GIVEN PROBLEM: Your task is to repeat the records exactly from the line containing "instance like [220,171]." onward, through the final line.

::: INPUT MATERIAL :::

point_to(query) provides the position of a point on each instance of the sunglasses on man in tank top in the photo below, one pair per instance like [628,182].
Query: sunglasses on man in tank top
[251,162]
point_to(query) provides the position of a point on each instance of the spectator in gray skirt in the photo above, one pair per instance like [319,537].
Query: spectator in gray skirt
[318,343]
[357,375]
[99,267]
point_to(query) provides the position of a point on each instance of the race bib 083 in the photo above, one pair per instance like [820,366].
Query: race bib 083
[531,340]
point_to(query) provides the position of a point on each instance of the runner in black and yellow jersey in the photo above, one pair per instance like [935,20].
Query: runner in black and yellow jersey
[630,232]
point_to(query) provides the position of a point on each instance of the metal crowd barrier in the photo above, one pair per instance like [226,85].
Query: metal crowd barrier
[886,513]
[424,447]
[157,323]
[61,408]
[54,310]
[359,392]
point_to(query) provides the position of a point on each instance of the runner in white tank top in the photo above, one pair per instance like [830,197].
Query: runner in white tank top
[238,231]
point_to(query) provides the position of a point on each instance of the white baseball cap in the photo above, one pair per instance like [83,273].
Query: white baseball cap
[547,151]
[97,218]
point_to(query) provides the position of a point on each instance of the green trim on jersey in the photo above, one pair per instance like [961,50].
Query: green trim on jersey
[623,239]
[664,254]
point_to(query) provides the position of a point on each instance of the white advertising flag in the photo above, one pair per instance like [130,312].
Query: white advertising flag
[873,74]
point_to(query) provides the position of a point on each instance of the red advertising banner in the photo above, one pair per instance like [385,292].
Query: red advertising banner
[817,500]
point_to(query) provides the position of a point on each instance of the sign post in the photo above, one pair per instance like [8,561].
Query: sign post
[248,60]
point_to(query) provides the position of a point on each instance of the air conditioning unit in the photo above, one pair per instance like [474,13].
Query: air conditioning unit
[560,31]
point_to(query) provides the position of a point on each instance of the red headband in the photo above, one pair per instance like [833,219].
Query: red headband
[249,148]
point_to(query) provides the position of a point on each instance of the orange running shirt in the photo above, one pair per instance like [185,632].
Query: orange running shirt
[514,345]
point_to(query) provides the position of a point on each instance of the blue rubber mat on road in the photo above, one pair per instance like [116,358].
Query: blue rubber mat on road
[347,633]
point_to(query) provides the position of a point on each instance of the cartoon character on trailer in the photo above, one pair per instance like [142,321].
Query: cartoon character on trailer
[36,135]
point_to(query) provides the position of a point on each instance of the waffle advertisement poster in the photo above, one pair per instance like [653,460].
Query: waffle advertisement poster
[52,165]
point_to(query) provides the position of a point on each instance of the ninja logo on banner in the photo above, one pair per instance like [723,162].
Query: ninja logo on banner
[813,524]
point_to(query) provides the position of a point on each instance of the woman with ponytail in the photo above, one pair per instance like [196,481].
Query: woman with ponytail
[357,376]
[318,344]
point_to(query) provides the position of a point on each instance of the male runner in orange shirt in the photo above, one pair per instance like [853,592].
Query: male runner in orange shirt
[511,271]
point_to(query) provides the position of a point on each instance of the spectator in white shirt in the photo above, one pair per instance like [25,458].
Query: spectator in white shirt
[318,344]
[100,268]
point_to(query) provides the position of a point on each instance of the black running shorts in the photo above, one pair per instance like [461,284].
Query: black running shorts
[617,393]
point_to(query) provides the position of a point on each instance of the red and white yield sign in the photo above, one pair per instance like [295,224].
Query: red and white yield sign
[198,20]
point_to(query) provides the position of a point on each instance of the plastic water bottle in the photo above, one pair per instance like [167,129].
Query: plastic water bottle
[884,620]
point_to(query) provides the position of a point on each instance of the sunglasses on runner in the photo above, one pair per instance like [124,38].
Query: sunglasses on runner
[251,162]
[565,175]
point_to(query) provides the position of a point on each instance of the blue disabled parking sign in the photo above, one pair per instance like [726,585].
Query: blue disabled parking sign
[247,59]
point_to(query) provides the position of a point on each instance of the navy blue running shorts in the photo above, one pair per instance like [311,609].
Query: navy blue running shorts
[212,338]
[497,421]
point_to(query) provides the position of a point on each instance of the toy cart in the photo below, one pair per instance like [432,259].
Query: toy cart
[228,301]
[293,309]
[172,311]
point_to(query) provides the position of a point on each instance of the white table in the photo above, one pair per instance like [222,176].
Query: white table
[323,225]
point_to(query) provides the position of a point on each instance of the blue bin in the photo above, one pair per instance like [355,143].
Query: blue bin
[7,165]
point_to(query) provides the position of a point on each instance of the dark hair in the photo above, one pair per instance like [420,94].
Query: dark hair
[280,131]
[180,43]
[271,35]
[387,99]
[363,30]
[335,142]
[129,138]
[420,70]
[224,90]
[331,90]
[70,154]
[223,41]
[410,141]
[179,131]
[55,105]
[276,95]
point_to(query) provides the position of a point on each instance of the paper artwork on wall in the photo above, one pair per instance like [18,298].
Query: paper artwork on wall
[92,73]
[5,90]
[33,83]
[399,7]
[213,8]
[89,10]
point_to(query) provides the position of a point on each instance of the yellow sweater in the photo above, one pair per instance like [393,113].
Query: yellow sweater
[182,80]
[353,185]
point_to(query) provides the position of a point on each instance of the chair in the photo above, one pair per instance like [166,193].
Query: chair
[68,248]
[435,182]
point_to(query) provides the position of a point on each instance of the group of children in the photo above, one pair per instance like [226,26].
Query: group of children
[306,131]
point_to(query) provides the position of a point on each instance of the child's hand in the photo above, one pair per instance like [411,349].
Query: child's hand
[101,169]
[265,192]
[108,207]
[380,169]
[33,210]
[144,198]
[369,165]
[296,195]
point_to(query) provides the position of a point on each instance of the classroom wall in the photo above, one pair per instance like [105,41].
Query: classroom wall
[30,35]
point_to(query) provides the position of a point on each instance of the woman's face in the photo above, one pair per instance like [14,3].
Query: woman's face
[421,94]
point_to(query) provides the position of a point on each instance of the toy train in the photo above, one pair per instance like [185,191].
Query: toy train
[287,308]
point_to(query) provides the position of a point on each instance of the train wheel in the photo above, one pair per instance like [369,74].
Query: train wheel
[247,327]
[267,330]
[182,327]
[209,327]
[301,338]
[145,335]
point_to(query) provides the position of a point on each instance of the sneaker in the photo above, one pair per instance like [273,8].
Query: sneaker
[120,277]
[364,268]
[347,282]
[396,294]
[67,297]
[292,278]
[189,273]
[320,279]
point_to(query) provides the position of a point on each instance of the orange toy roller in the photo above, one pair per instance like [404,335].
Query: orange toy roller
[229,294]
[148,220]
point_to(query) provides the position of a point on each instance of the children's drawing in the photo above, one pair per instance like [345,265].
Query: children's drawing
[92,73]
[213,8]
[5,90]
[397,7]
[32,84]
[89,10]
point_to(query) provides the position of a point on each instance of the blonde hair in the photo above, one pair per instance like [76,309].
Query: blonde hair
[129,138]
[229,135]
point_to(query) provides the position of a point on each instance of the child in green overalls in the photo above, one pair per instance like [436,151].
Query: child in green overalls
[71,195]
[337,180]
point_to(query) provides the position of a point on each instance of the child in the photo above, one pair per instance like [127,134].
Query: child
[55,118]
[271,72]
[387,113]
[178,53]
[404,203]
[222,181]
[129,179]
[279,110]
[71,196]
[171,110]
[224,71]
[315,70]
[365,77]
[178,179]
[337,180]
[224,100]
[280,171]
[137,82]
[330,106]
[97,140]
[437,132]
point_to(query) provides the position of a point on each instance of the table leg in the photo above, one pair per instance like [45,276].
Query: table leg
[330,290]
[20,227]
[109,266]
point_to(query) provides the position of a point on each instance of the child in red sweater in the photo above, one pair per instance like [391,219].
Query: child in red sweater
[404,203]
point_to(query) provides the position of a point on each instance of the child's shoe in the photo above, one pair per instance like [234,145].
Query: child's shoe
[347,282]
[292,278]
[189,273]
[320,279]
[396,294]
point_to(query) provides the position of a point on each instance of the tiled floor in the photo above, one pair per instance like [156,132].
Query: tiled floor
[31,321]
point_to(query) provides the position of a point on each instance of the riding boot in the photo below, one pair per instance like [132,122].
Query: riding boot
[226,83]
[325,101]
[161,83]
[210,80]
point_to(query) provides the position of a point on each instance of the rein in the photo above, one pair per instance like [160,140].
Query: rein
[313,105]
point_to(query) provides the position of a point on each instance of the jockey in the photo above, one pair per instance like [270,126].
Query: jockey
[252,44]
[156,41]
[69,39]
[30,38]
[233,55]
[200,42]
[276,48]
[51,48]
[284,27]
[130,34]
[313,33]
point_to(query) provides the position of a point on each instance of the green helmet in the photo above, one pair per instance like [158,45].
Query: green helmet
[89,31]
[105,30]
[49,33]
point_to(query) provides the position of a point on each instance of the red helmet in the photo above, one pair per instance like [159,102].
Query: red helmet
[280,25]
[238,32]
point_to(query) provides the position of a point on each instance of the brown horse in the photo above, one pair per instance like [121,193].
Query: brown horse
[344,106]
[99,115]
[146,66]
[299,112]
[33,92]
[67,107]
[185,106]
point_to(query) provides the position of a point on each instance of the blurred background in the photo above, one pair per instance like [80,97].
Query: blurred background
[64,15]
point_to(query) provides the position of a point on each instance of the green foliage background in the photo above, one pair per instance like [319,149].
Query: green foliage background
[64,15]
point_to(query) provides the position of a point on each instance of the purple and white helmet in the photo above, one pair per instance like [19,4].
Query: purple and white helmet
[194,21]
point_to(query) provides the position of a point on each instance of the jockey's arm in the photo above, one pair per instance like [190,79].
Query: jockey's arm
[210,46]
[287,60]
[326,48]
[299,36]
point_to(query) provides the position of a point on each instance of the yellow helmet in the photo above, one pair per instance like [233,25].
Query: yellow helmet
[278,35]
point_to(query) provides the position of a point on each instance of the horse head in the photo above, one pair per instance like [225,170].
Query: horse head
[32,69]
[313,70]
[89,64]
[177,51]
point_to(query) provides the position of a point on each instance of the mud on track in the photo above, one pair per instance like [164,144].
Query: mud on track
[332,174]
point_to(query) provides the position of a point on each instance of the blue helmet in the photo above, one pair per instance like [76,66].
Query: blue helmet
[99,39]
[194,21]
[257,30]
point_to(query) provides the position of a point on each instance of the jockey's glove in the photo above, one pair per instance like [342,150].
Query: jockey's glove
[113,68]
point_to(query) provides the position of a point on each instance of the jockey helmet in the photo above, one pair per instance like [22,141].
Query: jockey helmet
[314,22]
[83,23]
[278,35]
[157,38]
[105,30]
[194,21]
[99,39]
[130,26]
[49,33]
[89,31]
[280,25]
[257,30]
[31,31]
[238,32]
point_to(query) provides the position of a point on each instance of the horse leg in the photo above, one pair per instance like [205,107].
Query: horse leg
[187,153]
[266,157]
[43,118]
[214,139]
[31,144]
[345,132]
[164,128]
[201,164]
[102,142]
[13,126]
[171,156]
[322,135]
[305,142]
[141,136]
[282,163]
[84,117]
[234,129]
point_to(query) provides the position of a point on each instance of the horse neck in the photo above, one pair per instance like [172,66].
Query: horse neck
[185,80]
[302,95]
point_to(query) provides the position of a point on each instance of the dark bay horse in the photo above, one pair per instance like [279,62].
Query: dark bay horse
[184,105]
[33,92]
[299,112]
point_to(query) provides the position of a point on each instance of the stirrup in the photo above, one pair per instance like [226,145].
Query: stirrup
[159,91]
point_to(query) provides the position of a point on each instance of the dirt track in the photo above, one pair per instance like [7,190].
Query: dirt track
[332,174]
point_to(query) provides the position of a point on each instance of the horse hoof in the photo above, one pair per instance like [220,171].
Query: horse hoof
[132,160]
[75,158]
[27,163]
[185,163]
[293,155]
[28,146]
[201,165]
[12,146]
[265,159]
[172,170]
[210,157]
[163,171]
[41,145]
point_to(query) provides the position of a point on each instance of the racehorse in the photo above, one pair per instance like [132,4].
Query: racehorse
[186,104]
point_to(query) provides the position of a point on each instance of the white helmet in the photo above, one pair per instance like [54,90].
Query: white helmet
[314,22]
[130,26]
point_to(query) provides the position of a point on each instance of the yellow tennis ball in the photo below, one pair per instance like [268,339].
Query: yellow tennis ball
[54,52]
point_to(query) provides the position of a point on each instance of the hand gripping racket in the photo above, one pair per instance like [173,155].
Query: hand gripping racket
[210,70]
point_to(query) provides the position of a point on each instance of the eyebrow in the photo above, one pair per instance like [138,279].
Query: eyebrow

:::

RESULT FOR THIS EXERCISE:
point_to(query) provides the position of a point on each instance of the horse hoof in the photo above, one pair per instance like [220,171].
Query: horse hoof
[132,160]
[75,158]
[27,163]
[185,163]
[293,155]
[28,146]
[201,165]
[12,146]
[265,159]
[172,170]
[210,157]
[163,171]
[41,145]
point_to(query) provides the position of a point on each instance of the racehorse in the photo above, one pair per instance like [132,4].
Query: racehorse
[186,104]
point_to(query) provides the position of a point on each instance of the white helmet in the photo above, one pair per instance like [54,90].
Query: white helmet
[314,22]
[130,26]
point_to(query) provides the position of a point on each instance of the yellow tennis ball in the photo below, one pair per instance like [268,339].
Query: yellow tennis ball
[54,52]
point_to(query) provides the position of a point on each instance of the hand gripping racket in the photo above, one pair per instance like [173,155].
Query: hand gripping racket
[210,70]
point_to(query) provides the position of a point on each instance of the eyebrow in the photo above, one pair per instance like [138,279].
Query: eyebrow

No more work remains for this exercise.